- Document
_ _ _ _ _

Mais en quoi la Commune, dans son action concrète et ses premières réalisations, était-elle ce «gouvernement de la classe ouvrière» ? La principale leçon de la Commune, aux yeux de Marx, n’est pas une transformation des structures sociales qui fut à peine esquissée et condamnée, faute de temps, à demeurer embryonnaire. Le véritable enseignement de la Commune, c’est la possibilité d’une nouvelle dévolution du pouvoir sous l’effet de l’initiative révolutionnaire de la classe ouvrière. Pour Marx, la Commune de 1871 est l’expérience en grandeur nature dont la vertu est de montrer la réalité d’un pouvoir politique directement exercé par le prolétariat. L’insurrection du prolétariat parisien, malgré son échec, procure une illustration concrète du pouvoir ouvrier, elle lui confère un visage familier et un repère identificatoire à l’usage du prolétariat mondial.
Depuis le «Manifeste du parti communiste» (1848), Marx et Engels prophétisaient l’avènement d’un pouvoir qui serait l’instrument de la domination de classe du prolétariat, comme l’État bourgeois était l’instrument de la domination de la bourgeoisie. Que l’exercice de cette domination ne se paye pas de mots, que le prolétariat doive assumer sans fléchir sa tâche révolutionnaire va de soi, mais comment s’y prendre ? La révolution prônée par le «Manifeste» laisse ouverte la question des traits distinctifs du pouvoir inédit dont elle accouchera : comment le nommer ? Comment s’exercera-t-il ? Que faire de l’appareil d’État légué par l’ancienne classe dirigeante ? Les formules employées par Marx et Engels en 1848 demeurent abstraites : si le prolétariat affirme sa «suprématie politique», réalise la «véritable démocratie» et s’érige «en classe dominante», que signifie concrètement une telle transformation ?
Avec l’expérience fulgurante de la Commune de 1871, l’abstrait, subitement, devient concret. Dans l’insurrection parisienne, Marx voit aussitôt la tentative héroïque d’instaurer un pouvoir prolétarien et l’assomption de ses conséquences politiques. La Commune, c’est la preuve empirique qu’il est possible de renverser pour de bon l’État bourgeois, que le prolétariat n’est pas condamné à servir d’instrument à la révolution bourgeoise. La brève existence de la Commune, aux yeux de Marx, démontre qu’on ne peut «transmettre la machine bureaucratique et militaire d’une main dans une autre», mais qu’il faut la «briser». Et ce n’est pas un hasard si son premier décret a dissous l’armée permanente pour lui substituer le peuple armé ; si elle a dépouillé la police de ses attributions politiques et l’a soumise au nouveau pouvoir ; si elle a ramené la rémunération des fonctionnaires au niveau du salaire ouvrier, prononcé leur éligibilité et leur révocabilité ; bref, si elle s’est débarrassée des deux instruments privilégiés de l’appareil d’État bourgeois : l’armée et la bureaucratie.

_ _ _ _ _

Entrées enregistrées:
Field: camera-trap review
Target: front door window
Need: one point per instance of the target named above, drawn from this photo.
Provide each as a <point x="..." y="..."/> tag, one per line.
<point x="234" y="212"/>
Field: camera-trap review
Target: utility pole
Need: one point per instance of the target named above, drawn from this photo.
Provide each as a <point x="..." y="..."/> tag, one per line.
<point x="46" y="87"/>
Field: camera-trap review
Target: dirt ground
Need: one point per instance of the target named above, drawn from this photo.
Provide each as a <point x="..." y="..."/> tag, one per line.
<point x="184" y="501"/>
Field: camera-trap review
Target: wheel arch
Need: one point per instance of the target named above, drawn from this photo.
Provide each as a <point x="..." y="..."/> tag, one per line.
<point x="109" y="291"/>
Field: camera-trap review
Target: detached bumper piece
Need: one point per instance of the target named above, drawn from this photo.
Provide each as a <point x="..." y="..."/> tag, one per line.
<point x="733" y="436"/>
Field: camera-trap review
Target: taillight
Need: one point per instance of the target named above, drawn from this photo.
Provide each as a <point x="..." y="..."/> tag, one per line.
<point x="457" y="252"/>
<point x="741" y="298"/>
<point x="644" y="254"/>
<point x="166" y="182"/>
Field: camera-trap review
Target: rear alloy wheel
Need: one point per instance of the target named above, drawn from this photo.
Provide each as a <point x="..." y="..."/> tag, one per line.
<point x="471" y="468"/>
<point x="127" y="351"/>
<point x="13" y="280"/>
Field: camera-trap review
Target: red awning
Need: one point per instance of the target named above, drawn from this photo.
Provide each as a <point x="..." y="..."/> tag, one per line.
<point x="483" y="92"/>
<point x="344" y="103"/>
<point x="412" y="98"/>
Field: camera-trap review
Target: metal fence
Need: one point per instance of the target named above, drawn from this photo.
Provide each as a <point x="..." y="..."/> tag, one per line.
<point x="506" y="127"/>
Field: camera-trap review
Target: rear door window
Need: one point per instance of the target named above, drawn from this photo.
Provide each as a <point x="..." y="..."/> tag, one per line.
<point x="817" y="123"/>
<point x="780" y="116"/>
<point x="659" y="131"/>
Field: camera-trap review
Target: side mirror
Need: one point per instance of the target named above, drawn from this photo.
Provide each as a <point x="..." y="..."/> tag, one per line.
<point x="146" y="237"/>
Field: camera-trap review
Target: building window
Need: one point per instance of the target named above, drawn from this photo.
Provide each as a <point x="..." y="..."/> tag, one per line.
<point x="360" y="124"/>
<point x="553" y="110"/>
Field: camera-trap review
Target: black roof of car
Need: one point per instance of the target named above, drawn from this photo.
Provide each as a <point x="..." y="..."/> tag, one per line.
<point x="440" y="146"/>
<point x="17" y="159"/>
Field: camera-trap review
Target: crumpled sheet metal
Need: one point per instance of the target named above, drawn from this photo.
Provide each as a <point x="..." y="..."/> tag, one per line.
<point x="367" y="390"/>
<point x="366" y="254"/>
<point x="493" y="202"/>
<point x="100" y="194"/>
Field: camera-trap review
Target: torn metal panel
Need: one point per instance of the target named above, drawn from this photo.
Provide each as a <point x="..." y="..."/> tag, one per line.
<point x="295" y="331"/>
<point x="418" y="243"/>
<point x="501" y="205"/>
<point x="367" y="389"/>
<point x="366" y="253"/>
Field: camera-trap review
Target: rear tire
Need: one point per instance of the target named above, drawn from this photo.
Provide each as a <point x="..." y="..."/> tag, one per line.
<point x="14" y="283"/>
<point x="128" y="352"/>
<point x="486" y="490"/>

_ _ _ _ _

- Consigne
Dites, s’il vous plaît, si chacun des énoncés suivants concorde avec le texte sur la Commune de 1871, en répondant par oui ou par non et en citant mot pour mot les termes décisifs du texte. (a) Le premier décret de la Commune a dissous l’armée permanente. (b) Pour Marx, la principale leçon de la Commune est une transformation des structures sociales. (c) La Commune a laissé à la police ses attributions politiques. Les enregistrements n’ont aucun lien avec le document.

- Réponse
(a) Oui : « son premier décret a dissous l’armée permanente pour lui substituer le peuple armé ».
(b) Non : « La principale leçon de la Commune, aux yeux de Marx, n’est pas une transformation des structures sociales ».
(c) Non : « elle a dépouillé la police de ses attributions politiques ».